*** Begin section ***
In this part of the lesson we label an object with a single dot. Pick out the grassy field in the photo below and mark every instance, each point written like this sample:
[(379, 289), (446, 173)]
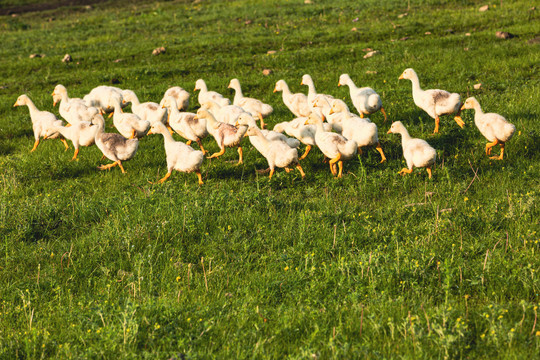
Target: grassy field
[(374, 265)]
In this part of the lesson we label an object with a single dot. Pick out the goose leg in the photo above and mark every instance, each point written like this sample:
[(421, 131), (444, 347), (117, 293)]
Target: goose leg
[(490, 145), (75, 154), (221, 152), (379, 149), (241, 158), (263, 125), (200, 145), (308, 148), (121, 167), (437, 121), (108, 167), (340, 164), (301, 171), (35, 145), (501, 155), (199, 176), (162, 180), (65, 144), (384, 113), (333, 162), (405, 171)]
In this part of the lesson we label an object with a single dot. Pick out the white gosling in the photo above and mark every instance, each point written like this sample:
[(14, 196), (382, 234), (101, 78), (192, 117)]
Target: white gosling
[(42, 121), (302, 132), (180, 95), (247, 119), (180, 157), (253, 106), (80, 134), (186, 124), (312, 93), (72, 110), (129, 125), (100, 97), (205, 95), (417, 152), (361, 130), (149, 111), (228, 114), (113, 146), (276, 152), (365, 99), (334, 146), (493, 126), (226, 135), (435, 102), (297, 103)]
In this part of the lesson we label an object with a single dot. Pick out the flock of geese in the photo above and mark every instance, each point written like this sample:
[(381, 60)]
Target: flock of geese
[(320, 120)]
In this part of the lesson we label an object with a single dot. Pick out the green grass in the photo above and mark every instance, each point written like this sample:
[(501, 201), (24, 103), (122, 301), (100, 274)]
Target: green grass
[(374, 265)]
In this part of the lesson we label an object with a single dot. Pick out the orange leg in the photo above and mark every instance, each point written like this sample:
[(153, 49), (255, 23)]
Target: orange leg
[(65, 144), (490, 145), (35, 145), (241, 158), (340, 164), (301, 171), (384, 113), (501, 155), (199, 176), (379, 149), (333, 162), (200, 145), (308, 148), (405, 171), (437, 121), (217, 154), (263, 125), (75, 155), (108, 167), (162, 180)]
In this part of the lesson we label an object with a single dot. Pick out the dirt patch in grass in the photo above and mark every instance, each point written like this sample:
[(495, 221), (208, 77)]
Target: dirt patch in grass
[(46, 6)]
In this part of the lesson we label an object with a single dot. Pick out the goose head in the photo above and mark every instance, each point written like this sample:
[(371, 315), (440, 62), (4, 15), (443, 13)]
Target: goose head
[(396, 128), (408, 74), (21, 100)]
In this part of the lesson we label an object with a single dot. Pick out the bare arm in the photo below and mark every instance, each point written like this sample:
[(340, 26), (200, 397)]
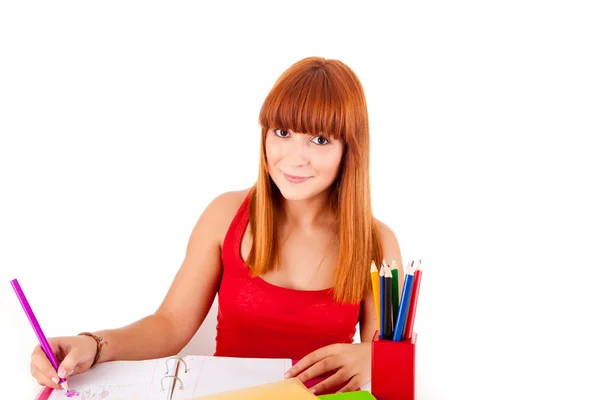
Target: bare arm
[(391, 249), (189, 298)]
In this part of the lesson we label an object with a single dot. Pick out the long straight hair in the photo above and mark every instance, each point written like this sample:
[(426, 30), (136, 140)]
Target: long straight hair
[(323, 97)]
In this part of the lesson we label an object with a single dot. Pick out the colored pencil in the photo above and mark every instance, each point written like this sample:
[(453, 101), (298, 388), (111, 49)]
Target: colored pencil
[(375, 285), (37, 329), (412, 309), (395, 293), (381, 301), (403, 308), (389, 319)]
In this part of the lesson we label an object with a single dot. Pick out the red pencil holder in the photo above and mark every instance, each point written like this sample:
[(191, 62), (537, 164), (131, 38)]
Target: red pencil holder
[(393, 368)]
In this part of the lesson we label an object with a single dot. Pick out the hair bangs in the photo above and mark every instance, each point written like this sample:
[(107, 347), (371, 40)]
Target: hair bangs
[(307, 103)]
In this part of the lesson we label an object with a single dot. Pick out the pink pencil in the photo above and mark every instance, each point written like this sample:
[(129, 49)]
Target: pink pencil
[(37, 329), (412, 307)]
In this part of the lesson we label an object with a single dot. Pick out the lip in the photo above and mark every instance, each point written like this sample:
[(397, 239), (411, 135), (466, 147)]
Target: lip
[(295, 179)]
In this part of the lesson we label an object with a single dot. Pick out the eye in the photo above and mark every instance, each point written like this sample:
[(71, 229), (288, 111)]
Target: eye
[(320, 140), (281, 133)]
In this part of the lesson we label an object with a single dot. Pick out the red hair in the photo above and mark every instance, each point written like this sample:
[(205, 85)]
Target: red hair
[(324, 97)]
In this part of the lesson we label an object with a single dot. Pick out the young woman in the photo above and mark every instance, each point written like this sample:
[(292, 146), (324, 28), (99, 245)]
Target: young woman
[(289, 258)]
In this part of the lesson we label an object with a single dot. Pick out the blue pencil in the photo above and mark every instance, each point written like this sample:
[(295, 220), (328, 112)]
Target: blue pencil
[(404, 303), (382, 301)]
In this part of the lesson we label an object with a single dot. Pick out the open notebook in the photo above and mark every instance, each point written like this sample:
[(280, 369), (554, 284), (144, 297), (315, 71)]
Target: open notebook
[(170, 378)]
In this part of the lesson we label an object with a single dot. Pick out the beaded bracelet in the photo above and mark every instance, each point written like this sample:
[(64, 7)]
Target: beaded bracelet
[(100, 342)]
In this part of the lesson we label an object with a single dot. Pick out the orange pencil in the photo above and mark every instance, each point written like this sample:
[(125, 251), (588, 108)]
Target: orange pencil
[(412, 308), (376, 294)]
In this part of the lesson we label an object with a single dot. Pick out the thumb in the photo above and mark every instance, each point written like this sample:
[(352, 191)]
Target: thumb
[(68, 364)]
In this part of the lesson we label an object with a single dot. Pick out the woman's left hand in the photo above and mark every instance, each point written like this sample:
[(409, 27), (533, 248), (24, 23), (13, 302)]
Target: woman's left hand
[(349, 363)]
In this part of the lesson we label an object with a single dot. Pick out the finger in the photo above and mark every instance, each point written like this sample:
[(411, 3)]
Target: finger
[(333, 381), (43, 379), (311, 359), (42, 364), (326, 365), (67, 366), (352, 385)]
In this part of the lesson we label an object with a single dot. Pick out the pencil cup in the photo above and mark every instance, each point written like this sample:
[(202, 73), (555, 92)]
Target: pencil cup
[(393, 368)]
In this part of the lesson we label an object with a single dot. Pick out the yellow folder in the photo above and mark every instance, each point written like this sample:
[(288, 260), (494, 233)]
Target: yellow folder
[(288, 389)]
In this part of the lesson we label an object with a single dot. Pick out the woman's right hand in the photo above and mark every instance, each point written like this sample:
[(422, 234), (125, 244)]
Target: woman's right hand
[(75, 354)]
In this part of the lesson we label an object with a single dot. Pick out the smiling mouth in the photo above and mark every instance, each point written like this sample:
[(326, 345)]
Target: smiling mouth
[(295, 179)]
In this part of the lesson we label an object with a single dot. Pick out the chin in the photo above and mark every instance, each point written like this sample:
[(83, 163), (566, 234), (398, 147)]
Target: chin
[(300, 192)]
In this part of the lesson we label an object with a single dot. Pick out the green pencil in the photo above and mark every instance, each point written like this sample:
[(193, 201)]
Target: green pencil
[(395, 293)]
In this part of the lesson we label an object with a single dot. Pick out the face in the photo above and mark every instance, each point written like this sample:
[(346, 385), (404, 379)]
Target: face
[(301, 165)]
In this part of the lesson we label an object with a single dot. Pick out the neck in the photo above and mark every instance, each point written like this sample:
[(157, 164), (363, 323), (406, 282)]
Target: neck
[(309, 213)]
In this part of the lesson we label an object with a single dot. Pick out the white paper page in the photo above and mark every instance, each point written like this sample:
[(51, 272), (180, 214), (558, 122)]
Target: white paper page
[(120, 380), (209, 375)]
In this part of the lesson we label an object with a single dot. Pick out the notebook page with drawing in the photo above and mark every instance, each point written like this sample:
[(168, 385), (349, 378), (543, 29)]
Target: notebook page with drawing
[(210, 375), (159, 379)]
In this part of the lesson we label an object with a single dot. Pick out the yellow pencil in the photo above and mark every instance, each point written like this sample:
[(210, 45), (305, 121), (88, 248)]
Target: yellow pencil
[(376, 293)]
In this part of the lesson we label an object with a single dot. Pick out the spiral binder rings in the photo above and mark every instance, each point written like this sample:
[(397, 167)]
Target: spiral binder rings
[(171, 378), (174, 377)]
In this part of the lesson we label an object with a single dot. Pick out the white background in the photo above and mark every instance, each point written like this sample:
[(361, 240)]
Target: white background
[(120, 121)]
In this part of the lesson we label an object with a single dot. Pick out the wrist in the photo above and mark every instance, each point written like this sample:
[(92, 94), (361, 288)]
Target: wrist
[(100, 343)]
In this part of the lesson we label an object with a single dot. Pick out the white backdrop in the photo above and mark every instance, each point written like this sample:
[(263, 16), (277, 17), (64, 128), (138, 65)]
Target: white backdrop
[(120, 121)]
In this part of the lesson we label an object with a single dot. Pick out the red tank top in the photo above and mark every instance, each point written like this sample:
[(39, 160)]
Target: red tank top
[(262, 320)]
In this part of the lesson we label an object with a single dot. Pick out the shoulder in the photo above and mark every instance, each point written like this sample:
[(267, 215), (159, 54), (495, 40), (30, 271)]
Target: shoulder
[(228, 202), (222, 209)]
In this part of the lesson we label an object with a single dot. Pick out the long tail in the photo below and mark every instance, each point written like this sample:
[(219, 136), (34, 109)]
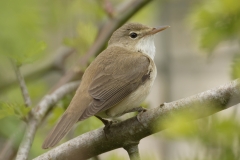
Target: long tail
[(60, 130)]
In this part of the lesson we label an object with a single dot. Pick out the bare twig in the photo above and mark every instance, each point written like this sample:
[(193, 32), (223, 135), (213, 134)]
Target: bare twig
[(132, 149), (22, 84), (38, 113), (134, 129), (104, 34)]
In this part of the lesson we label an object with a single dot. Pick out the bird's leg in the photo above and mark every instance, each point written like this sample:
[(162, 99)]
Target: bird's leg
[(107, 125), (139, 109)]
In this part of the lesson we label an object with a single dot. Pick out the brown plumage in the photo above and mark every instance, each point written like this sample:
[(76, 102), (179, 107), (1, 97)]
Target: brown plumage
[(118, 80)]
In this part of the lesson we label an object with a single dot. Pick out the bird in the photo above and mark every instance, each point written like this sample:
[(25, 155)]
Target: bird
[(115, 83)]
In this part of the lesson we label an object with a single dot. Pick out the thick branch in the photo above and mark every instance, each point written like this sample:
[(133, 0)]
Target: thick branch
[(38, 113), (132, 149), (133, 130)]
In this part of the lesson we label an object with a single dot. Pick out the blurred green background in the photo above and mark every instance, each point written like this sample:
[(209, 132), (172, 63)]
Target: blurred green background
[(200, 51)]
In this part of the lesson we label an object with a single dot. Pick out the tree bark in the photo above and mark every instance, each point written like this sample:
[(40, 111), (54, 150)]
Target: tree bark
*** End section ***
**Exercise details:** Wherever the string "bark" occurs in the records above, copy that line.

**Reply:**
In this part of the lesson we label an object with a single dot. Pick out the tree bark in the photo above and mark every instance, each point written like this sample:
Target: tree bark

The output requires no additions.